__REQUEST__:
Write out every line of the data below word for word, leaving out the pictures.

Location labeling records:
────────────────────

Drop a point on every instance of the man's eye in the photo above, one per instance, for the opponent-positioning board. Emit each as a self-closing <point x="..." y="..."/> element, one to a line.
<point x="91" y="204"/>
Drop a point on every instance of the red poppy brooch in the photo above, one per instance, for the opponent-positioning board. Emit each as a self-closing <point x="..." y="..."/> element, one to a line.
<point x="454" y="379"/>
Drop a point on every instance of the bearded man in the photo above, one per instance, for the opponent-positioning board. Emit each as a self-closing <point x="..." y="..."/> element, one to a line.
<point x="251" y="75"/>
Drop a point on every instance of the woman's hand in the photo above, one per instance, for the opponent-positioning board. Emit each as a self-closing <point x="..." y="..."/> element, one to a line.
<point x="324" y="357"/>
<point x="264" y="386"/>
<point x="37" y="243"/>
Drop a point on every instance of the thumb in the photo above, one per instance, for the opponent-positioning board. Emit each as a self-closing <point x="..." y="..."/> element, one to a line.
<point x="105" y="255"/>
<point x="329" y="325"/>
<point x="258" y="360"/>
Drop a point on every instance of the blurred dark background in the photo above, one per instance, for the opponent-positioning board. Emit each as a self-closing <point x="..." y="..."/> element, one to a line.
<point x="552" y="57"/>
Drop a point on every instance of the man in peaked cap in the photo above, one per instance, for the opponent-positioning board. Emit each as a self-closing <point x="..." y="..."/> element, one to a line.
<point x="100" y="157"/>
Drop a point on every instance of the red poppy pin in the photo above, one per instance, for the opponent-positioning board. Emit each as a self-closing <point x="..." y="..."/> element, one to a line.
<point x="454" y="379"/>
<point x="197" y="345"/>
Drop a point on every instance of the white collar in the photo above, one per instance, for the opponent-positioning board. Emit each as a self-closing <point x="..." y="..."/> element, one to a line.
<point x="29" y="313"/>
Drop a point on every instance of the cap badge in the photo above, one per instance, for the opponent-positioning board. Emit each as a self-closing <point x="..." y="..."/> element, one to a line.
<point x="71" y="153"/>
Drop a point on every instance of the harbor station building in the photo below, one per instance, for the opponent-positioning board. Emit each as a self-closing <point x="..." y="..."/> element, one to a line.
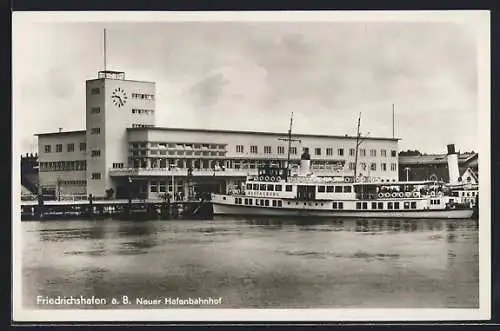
<point x="122" y="153"/>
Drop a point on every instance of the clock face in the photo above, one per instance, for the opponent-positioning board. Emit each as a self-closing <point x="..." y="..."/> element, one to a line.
<point x="119" y="97"/>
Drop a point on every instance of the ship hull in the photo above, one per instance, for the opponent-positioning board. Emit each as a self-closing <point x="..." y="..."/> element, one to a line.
<point x="228" y="209"/>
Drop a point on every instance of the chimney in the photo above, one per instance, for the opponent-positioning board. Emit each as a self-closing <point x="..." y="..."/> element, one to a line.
<point x="453" y="171"/>
<point x="305" y="163"/>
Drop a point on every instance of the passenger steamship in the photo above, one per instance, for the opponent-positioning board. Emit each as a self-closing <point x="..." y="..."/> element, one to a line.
<point x="274" y="192"/>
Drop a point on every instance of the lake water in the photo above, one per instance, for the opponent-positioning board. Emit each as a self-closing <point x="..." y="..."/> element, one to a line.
<point x="253" y="263"/>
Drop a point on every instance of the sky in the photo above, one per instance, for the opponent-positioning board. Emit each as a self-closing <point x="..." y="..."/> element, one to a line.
<point x="253" y="75"/>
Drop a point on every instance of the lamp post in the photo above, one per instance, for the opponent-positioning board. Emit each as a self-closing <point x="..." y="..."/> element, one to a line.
<point x="407" y="173"/>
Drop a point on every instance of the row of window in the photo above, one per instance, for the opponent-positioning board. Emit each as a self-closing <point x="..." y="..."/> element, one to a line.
<point x="143" y="96"/>
<point x="143" y="111"/>
<point x="258" y="202"/>
<point x="59" y="148"/>
<point x="63" y="165"/>
<point x="254" y="149"/>
<point x="388" y="205"/>
<point x="142" y="125"/>
<point x="73" y="182"/>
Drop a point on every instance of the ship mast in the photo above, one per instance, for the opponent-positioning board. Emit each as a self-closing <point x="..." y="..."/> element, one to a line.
<point x="289" y="139"/>
<point x="358" y="135"/>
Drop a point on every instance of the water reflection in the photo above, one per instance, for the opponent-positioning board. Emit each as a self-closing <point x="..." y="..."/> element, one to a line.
<point x="261" y="262"/>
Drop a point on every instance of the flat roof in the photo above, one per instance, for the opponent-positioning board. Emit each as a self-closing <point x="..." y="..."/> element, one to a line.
<point x="258" y="132"/>
<point x="61" y="133"/>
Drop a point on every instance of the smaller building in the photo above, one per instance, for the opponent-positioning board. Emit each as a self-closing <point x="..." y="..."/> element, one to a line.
<point x="422" y="167"/>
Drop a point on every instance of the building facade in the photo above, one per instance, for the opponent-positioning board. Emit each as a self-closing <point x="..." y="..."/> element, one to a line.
<point x="121" y="153"/>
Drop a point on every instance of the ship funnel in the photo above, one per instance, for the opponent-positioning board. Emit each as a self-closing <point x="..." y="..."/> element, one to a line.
<point x="453" y="171"/>
<point x="305" y="163"/>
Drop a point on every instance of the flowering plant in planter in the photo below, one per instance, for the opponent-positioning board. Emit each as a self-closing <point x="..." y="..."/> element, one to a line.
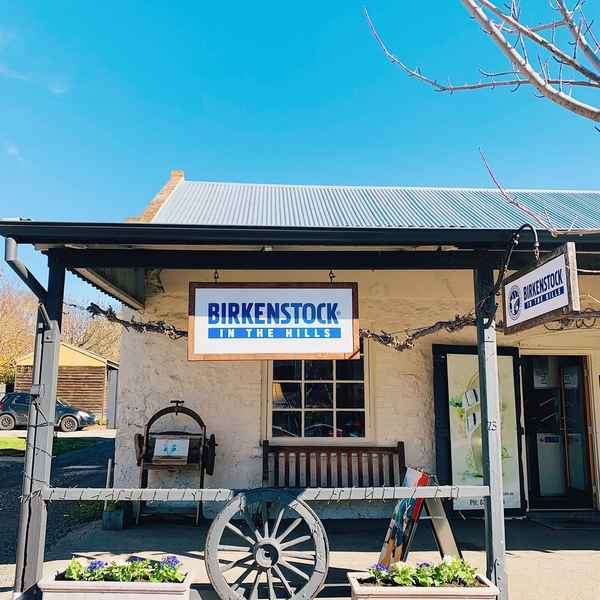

────────────────────

__ANSWER TO THIS EXERCISE__:
Drop a point on every instance of the man's eye in the photo above, one per instance, for the opponent-positioning board. Emit each as a self-closing <point x="..." y="..."/> element, one to a line.
<point x="91" y="204"/>
Drop a point on every instance of the red poppy brooch in the photo above, one per instance, for the opponent-positioning board. Emit each as a self-closing <point x="..." y="..."/> element, one to a line.
<point x="454" y="379"/>
Drop a point on every instance of the bearded man in the photo above, one per instance, for the opponent-positioning board. Emit each as a self-closing <point x="..." y="..."/> element, one to a line.
<point x="251" y="75"/>
Drop a point on every instance of the woman's hand in the photo above, one per instance, for the opponent-positioning board. Emit each as a self-closing <point x="..." y="..."/> element, one to a line.
<point x="324" y="357"/>
<point x="264" y="386"/>
<point x="37" y="243"/>
Drop a point on every instance of the thumb in the photo above, one per instance, for the opponent-positioning board. Emit each as a self-closing <point x="..." y="..."/> element, one to a line.
<point x="105" y="255"/>
<point x="329" y="325"/>
<point x="258" y="360"/>
Drop a point on every instance of the blurred dark background in the photo above, one per instance, for the opponent-positioning board. Emit each as a self-closing <point x="..." y="..."/> element, one to a line.
<point x="552" y="57"/>
Drop a point on every instance of the man in peaked cap in the photo above, one per instance, for the opponent-positioning board. Emit each as a self-closing <point x="..." y="..."/> element, one to a line.
<point x="100" y="157"/>
Drop a point on every instance of the red poppy pin in the photo above, one per instance, for the opponent-positioning board. Emit each as a self-closing <point x="..." y="..."/> element, one to a line.
<point x="454" y="379"/>
<point x="197" y="345"/>
Drop a point on every instance of the white collar in the photo above, one per instance, for the opponent-positioning board. Emit each as a self-closing <point x="..." y="..."/> element, one to a line.
<point x="29" y="313"/>
Drop a point on every instance of the cap badge in the photo above, one per instance, for the opponent-positioning board. Emit each as a self-closing <point x="..." y="..."/> element, one to a line.
<point x="71" y="153"/>
Drop a point on every instance of the harbor station building in the photo below, one per instance, for the opponent-positioning board. Emit each as a self-closing <point x="..." y="..."/> element, one to a line.
<point x="122" y="153"/>
Drop a point on every instance of the clock face in the photo above, one per instance, for the opponent-positioning board. Emit each as a self-closing <point x="..." y="..."/> element, one to a line.
<point x="119" y="97"/>
Drop a point on every instance of the ship hull in the photo above, one per instance, for the opponent-positioning board. Emit each as a self-closing <point x="..." y="..."/> element, one to a line.
<point x="228" y="209"/>
Drop a point on every instance of the chimney in the photo above, one per instance, for the opponent-positioning board. Emit each as a self-closing <point x="..." y="..."/> element, one to a line.
<point x="453" y="171"/>
<point x="305" y="163"/>
Drop a point on every instance of the passenger steamship in the photo above, one per instance, for the opponent-positioning board. Emit each as a self-closing <point x="..." y="..."/> element, one to a line.
<point x="274" y="192"/>
Drop a point on every instance of the lake water in the photo above, one per instance, for the opponent-positioning board. Emit each as a self-closing <point x="..." y="..."/> element, one to a line.
<point x="253" y="263"/>
Drop a point on every instance of the sky in the photo above, one per instance, for the opponent-positioning board. Emit each as a self-closing <point x="..." y="..."/> element, one to a line.
<point x="253" y="75"/>
Drop a point on every instance of the lamp post in the photo above, one per instance, for the opponent-positioning board. Emit each as a self-closing <point x="..." y="..."/> element, one to a line.
<point x="407" y="173"/>
Drop a point on every instance of the row of window in the photo above, one per instance, for the opponent-positioning board. Emit each as a self-closing <point x="..." y="..."/> element, one to a line.
<point x="143" y="96"/>
<point x="143" y="111"/>
<point x="258" y="202"/>
<point x="59" y="148"/>
<point x="63" y="165"/>
<point x="254" y="149"/>
<point x="388" y="205"/>
<point x="142" y="125"/>
<point x="73" y="182"/>
Drop a point on every instance of the ship mast in the photo above, one per instance, for the opponent-positioning board. Emit each as a self-closing <point x="..." y="..."/> element, one to a line.
<point x="289" y="139"/>
<point x="358" y="135"/>
Drop a point on every instance of the water reflection in the photo above, one per instance, for the opponent-positioning board. Emit each as a self-closing <point x="..." y="..."/> element, one to a line.
<point x="261" y="262"/>
Drop a point on every instance of the flat roof in the photo above, one per instance, for the opponent-positioning board. Emit each as a self-closing <point x="..." y="..."/> element, one to a line.
<point x="258" y="132"/>
<point x="61" y="133"/>
Drop a point on every instance of the smaller building in the photo above, one per instance, for the opponent-positioning board. Emit each as a self-closing <point x="..." y="..."/> element, one to a line.
<point x="422" y="167"/>
Drop a point on every instance of the building facade in the photo above, one per instance, for the opponent-positioning board. Emit each as a self-closing <point x="..." y="..."/> element, one to a line.
<point x="121" y="153"/>
Drop a point on every instance of the ship funnel in the photo above, one per instance, for the opponent-positioning board. Emit each as a self-closing <point x="..." y="..."/> element, one to a line.
<point x="453" y="171"/>
<point x="305" y="163"/>
Drop a point on every instance of the flowering plant in planter in the photo below, one per instance, for the opponent-positioning board. Emit each as a self-closing <point x="..." y="..."/> element, one to a line.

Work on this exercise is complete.